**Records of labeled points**
★ ★ ★ ★

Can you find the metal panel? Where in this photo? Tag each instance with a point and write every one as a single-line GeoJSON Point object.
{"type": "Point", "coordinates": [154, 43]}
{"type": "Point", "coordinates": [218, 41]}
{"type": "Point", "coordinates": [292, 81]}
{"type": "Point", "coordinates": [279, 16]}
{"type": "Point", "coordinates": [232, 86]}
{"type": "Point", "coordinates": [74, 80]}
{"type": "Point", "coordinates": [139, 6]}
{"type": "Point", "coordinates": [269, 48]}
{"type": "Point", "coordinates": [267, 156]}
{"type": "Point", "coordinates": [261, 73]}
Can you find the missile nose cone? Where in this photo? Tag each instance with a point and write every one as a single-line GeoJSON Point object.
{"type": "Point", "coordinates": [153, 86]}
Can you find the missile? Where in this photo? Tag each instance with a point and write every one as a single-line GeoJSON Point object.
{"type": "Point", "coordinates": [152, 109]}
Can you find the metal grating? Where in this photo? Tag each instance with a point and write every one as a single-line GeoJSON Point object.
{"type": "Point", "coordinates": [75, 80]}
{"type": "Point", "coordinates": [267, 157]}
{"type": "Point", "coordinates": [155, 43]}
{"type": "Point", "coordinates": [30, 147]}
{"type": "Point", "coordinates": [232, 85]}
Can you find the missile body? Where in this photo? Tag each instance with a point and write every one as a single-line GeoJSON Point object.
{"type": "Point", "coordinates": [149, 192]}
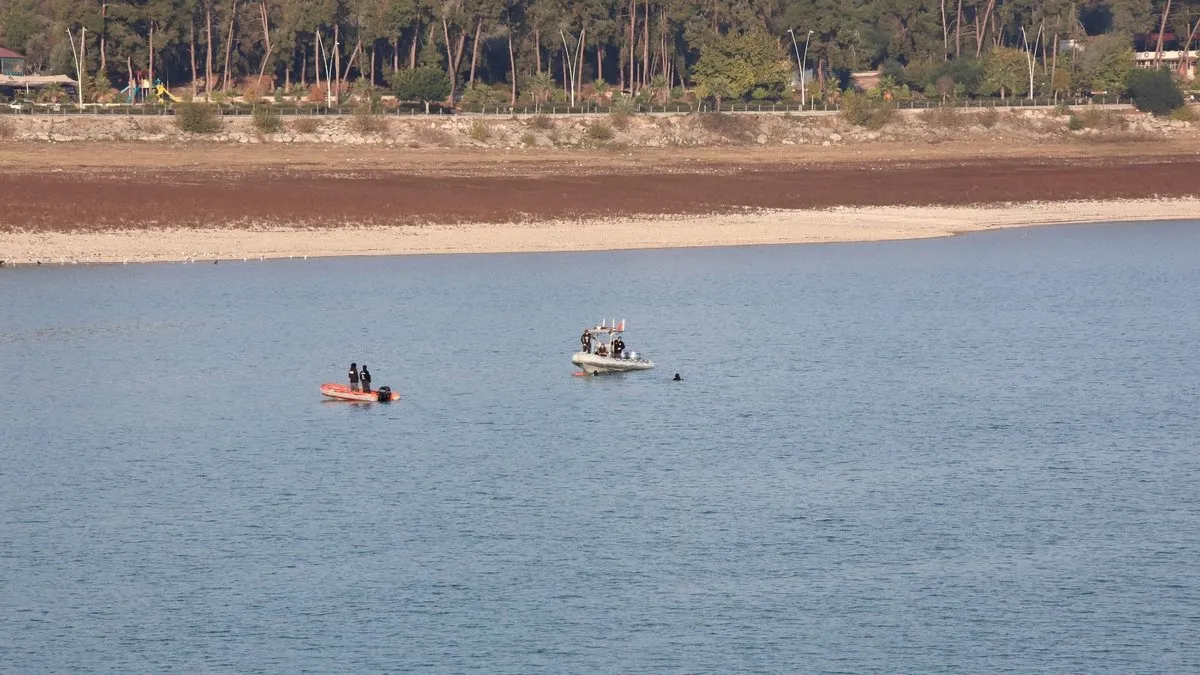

★ ★ ★ ★

**Problem details**
Recast every one of the entries above as a single numbered list. Leave out blank lines and the picture.

**Output**
1. Can you find the metal panel? Where in this photo? Tag each instance with a point and write every one as a single-line GeoJSON Point object.
2. {"type": "Point", "coordinates": [154, 43]}
3. {"type": "Point", "coordinates": [218, 41]}
4. {"type": "Point", "coordinates": [292, 81]}
5. {"type": "Point", "coordinates": [279, 16]}
6. {"type": "Point", "coordinates": [232, 86]}
7. {"type": "Point", "coordinates": [74, 80]}
8. {"type": "Point", "coordinates": [139, 6]}
9. {"type": "Point", "coordinates": [269, 48]}
10. {"type": "Point", "coordinates": [267, 156]}
11. {"type": "Point", "coordinates": [261, 73]}
12. Can you find the missile nose cone? Where in this photo? Tag each instance with a point and write every one as a single-line GeoJSON Point object.
13. {"type": "Point", "coordinates": [153, 86]}
14. Can you find the missile? Where in this photo? Tag each instance with a point and write every one as a single-line GeoJSON Point object.
15. {"type": "Point", "coordinates": [152, 109]}
16. Can you find the metal grating? Where in this photo? Tag each instance with a point and write every one as a single-line GeoJSON Point object.
17. {"type": "Point", "coordinates": [75, 80]}
18. {"type": "Point", "coordinates": [267, 157]}
19. {"type": "Point", "coordinates": [155, 43]}
20. {"type": "Point", "coordinates": [30, 147]}
21. {"type": "Point", "coordinates": [232, 85]}
22. Can you find the missile body? Where in this photo? Tag each instance with a point and write every one as a single-line GeoJSON Point object.
23. {"type": "Point", "coordinates": [149, 192]}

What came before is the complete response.